#### TEXT PROVIDED
+++

In 1891, Josef Suk, having started out as a violinist, became a master student of the world-famous Dvorak. He was regularly invited to the composer’s country house, where he fell in love with his teacher’s daughter and married her. The ‘Asrael’ Symphony was written after Dvorak’s death, and the death soon afterwards of Suk’s own wife gave the work a new direction - it is dedicated to both of them. The title of ‘Asrael’ refers to the angel of death from Islamic-Persian mythology: he is a mysterious companion of the human soul from this world to the next. Suk developed his own musical language in which the solo violin is often involved (as here in the gentle central section of the Andante): The violin was indeed his instrument, and until 1933 he played in the Bohemian String Quartet. With the ‘Asrael’ symphony he consciously took up the tradition of a ‘fate symphony’ - associated since Beethoven’s Fifth with the key of c minor moving at the end into radiant C major. Ever since its premiere on February 3, 1907 at the Prague National Theatre, ‘Asrael’ has ranked as Suk’s most important symphonic work - and as a visionary glimpse into the future.”

+++

#### JOB 1
According to the passage on Suk's 'Asrael' Symphony, when and where did the work have its premiere?

+++

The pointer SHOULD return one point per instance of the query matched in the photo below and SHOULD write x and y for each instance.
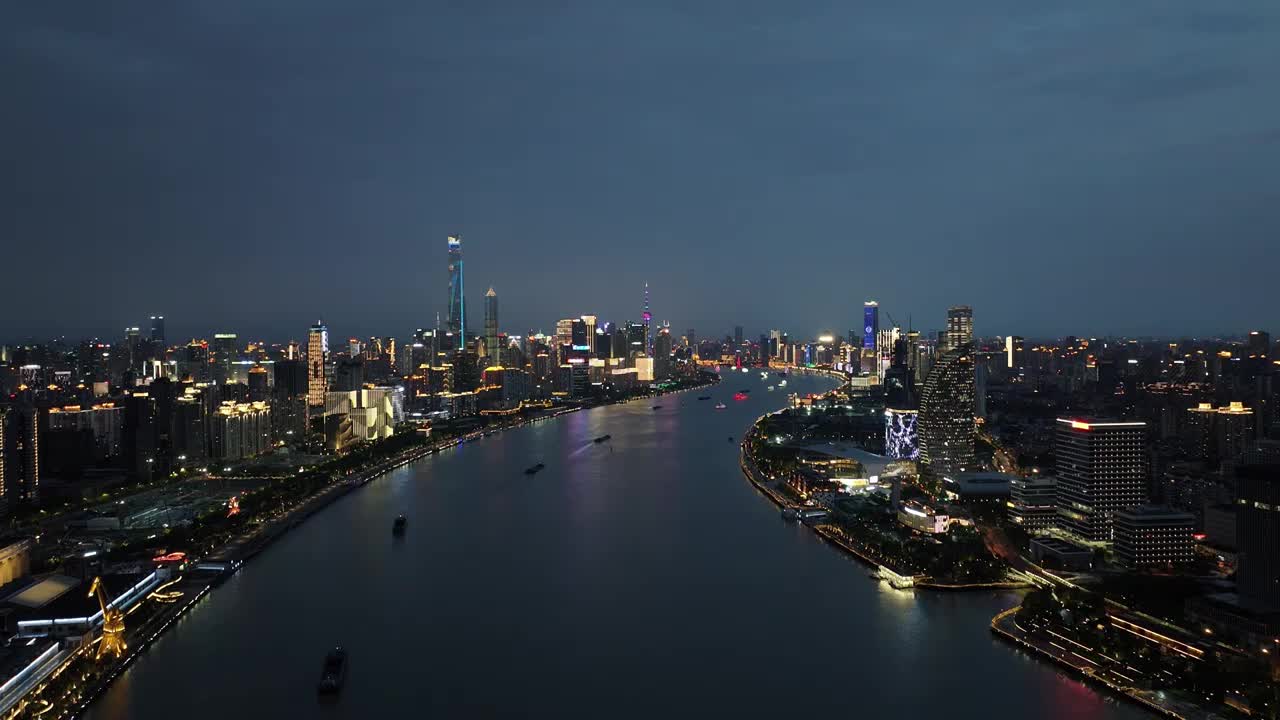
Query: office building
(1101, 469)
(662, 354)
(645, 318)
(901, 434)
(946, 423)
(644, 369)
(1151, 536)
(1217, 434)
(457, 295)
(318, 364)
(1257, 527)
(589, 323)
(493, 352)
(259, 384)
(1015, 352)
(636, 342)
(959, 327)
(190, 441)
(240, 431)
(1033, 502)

+++

#### JOB 2
Give all the lines of the records above as a JSON list of strings, one string per line. Leave out blank lines and the pictures.

#### EXPECTED ANSWER 1
February 3, 1907, at the Prague National Theatre.

#### EXPECTED ANSWER 2
[
  "The pointer SHOULD return one point per instance of the query matched in the photo below and SHOULD write x and y for each instance.",
  "Query: office building",
  "(1101, 469)",
  "(662, 354)",
  "(645, 318)",
  "(901, 434)",
  "(946, 423)",
  "(644, 369)",
  "(1151, 536)",
  "(1217, 434)",
  "(457, 295)",
  "(318, 364)",
  "(1257, 527)",
  "(589, 323)",
  "(493, 352)",
  "(259, 384)",
  "(1015, 352)",
  "(636, 342)",
  "(959, 327)",
  "(190, 441)",
  "(240, 431)",
  "(1033, 502)"
]